§ WORK REQUEST
Write the data out again exactly, dropping any images it holds.

···

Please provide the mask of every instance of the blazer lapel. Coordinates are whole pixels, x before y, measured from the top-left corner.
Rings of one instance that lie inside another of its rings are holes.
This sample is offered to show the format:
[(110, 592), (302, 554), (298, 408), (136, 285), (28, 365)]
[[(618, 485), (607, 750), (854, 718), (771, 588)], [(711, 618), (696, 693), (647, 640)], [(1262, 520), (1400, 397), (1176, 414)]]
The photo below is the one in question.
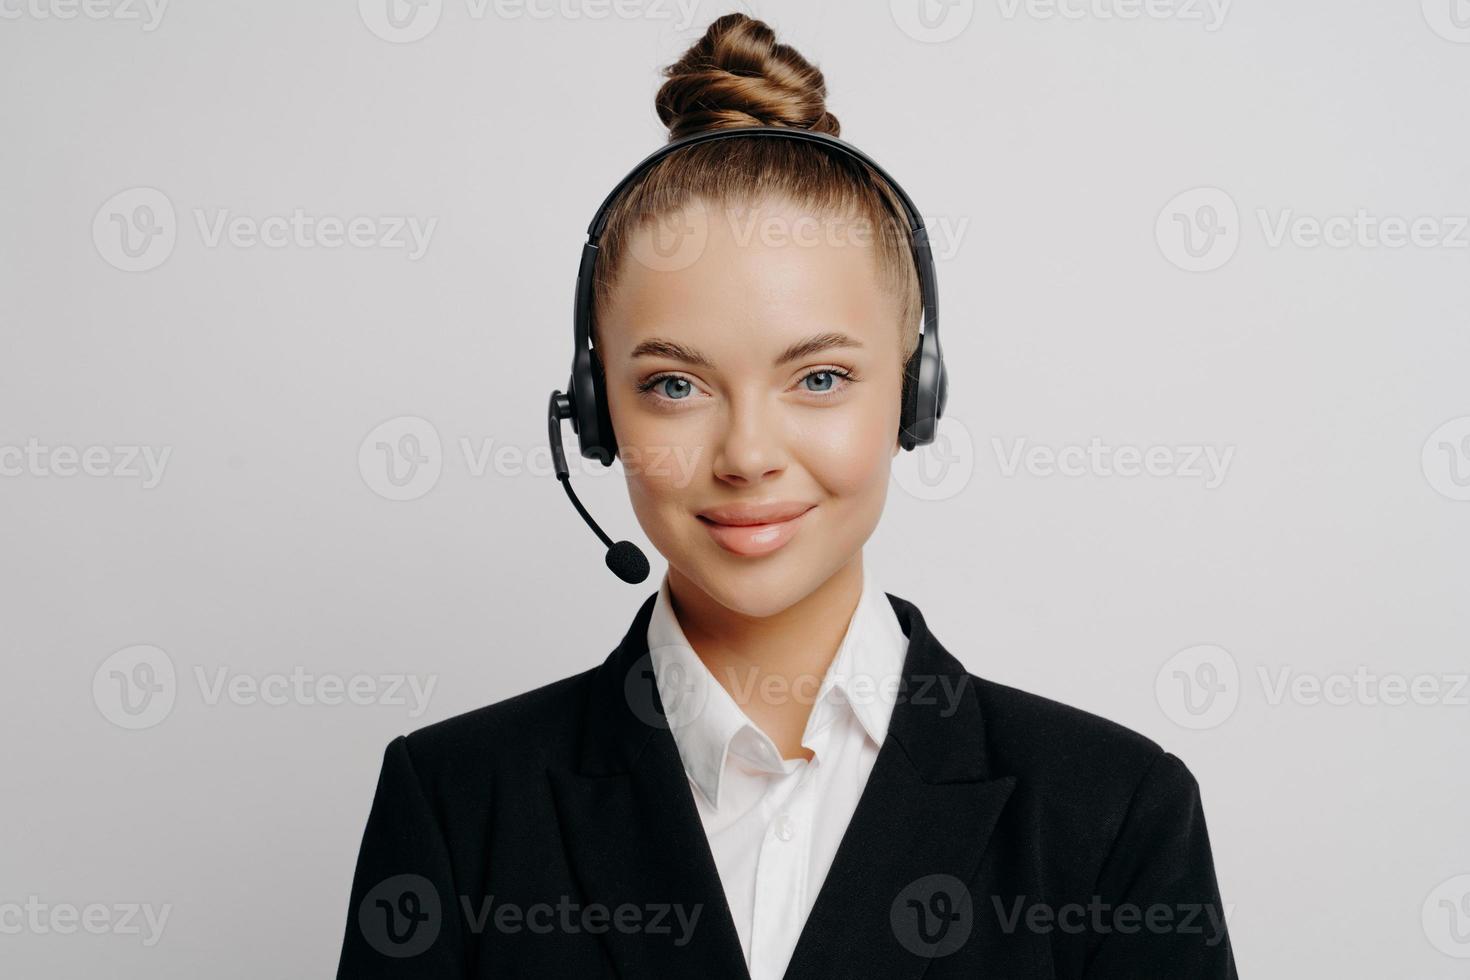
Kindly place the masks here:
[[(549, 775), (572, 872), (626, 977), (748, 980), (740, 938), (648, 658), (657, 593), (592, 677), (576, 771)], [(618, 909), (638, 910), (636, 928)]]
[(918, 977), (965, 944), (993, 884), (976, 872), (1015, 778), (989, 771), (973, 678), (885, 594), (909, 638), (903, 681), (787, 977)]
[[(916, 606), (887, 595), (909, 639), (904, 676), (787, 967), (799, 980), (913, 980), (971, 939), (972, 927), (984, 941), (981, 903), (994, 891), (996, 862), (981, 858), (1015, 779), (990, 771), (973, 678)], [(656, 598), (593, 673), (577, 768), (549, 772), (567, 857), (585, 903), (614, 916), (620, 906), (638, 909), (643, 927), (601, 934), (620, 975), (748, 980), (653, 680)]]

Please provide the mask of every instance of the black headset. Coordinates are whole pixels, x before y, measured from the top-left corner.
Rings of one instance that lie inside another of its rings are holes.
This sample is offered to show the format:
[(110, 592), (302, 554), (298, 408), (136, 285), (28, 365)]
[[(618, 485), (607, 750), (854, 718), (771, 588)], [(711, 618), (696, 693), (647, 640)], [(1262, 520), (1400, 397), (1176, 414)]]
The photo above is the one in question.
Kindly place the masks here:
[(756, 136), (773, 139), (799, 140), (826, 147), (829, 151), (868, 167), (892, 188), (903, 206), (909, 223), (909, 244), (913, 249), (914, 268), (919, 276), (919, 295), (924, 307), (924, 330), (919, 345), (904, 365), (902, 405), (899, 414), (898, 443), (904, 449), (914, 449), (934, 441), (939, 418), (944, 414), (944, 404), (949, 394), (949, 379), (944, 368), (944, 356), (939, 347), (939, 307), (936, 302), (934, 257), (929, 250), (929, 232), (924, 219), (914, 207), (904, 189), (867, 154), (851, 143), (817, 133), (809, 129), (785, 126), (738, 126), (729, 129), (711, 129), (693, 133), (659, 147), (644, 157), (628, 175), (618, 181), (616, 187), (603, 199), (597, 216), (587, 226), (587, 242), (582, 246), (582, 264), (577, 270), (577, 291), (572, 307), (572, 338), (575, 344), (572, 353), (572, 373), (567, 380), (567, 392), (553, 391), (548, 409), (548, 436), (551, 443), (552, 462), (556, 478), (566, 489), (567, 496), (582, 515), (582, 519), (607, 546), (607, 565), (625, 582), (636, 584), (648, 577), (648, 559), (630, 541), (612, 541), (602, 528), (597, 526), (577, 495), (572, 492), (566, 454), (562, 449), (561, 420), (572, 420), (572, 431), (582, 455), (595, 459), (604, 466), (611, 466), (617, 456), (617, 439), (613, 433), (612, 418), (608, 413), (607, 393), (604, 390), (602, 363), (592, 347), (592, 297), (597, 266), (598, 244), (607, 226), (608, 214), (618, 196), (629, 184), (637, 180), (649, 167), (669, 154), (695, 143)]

···

§ SOLUTION FOR THIS PROBLEM
Please provide the mask of every instance of the blazer lapel. Coordinates are whole pixels, x before y, measured from the top-left corner.
Rings of one instance that lie inside another of its rings are holes.
This sample is offered to show the format:
[(110, 592), (302, 554), (298, 408), (136, 285), (28, 365)]
[[(618, 485), (607, 750), (854, 718), (771, 588)], [(711, 618), (696, 693), (647, 640)], [(1262, 520), (1400, 397), (1176, 414)]]
The photo below is the one in question.
Kindly place the masks here:
[[(549, 775), (572, 872), (626, 977), (748, 980), (740, 938), (648, 658), (657, 593), (592, 677), (576, 771)], [(618, 909), (638, 910), (636, 928)]]
[(918, 977), (965, 944), (993, 884), (976, 872), (1015, 778), (989, 771), (973, 678), (885, 594), (909, 638), (903, 681), (787, 977)]
[[(916, 606), (887, 595), (909, 639), (904, 676), (787, 967), (799, 980), (913, 980), (971, 939), (972, 927), (984, 941), (981, 903), (994, 891), (996, 862), (981, 858), (1015, 779), (990, 771), (973, 678)], [(656, 598), (593, 673), (577, 768), (549, 772), (567, 857), (585, 903), (614, 916), (620, 906), (638, 909), (643, 927), (601, 934), (620, 975), (748, 980), (653, 680)]]

Please provide the mask of every instance of the black headset. Coordinates are whole pixels, x before y, measured from the top-left corner.
Rings of one instance that lie inside another of its rings are holes.
This sample is offered to show the format:
[(110, 592), (302, 554), (298, 408), (136, 285), (28, 365)]
[[(618, 485), (607, 750), (854, 718), (771, 588)], [(711, 618), (696, 693), (647, 640)], [(1262, 520), (1400, 397), (1176, 414)]]
The photo above is the one in question.
Kindly place the masks here:
[(756, 136), (773, 139), (799, 140), (826, 147), (829, 151), (868, 167), (892, 188), (903, 206), (909, 223), (909, 244), (913, 249), (914, 268), (919, 276), (919, 295), (924, 307), (924, 330), (919, 345), (904, 365), (902, 405), (899, 414), (898, 443), (904, 449), (914, 449), (934, 441), (939, 418), (944, 414), (944, 404), (949, 394), (949, 379), (944, 368), (944, 356), (939, 347), (939, 307), (936, 302), (934, 257), (929, 250), (929, 232), (924, 219), (914, 207), (904, 189), (867, 154), (851, 143), (817, 133), (809, 129), (785, 126), (738, 126), (729, 129), (711, 129), (693, 133), (659, 147), (644, 157), (628, 175), (618, 181), (616, 187), (603, 199), (597, 216), (587, 226), (587, 242), (582, 246), (582, 264), (577, 270), (577, 291), (572, 307), (572, 338), (575, 344), (572, 353), (572, 373), (567, 380), (567, 392), (553, 391), (548, 409), (548, 436), (551, 443), (552, 462), (556, 478), (566, 489), (567, 496), (582, 515), (582, 519), (607, 546), (607, 565), (625, 582), (636, 584), (648, 577), (648, 559), (630, 541), (612, 541), (602, 528), (597, 526), (577, 495), (572, 492), (566, 454), (562, 449), (561, 420), (572, 420), (572, 431), (582, 455), (595, 459), (604, 466), (611, 466), (617, 456), (617, 439), (613, 433), (612, 418), (608, 413), (607, 393), (604, 390), (602, 363), (592, 347), (592, 297), (597, 266), (598, 244), (607, 226), (608, 214), (618, 196), (629, 184), (637, 180), (649, 167), (669, 154), (695, 143)]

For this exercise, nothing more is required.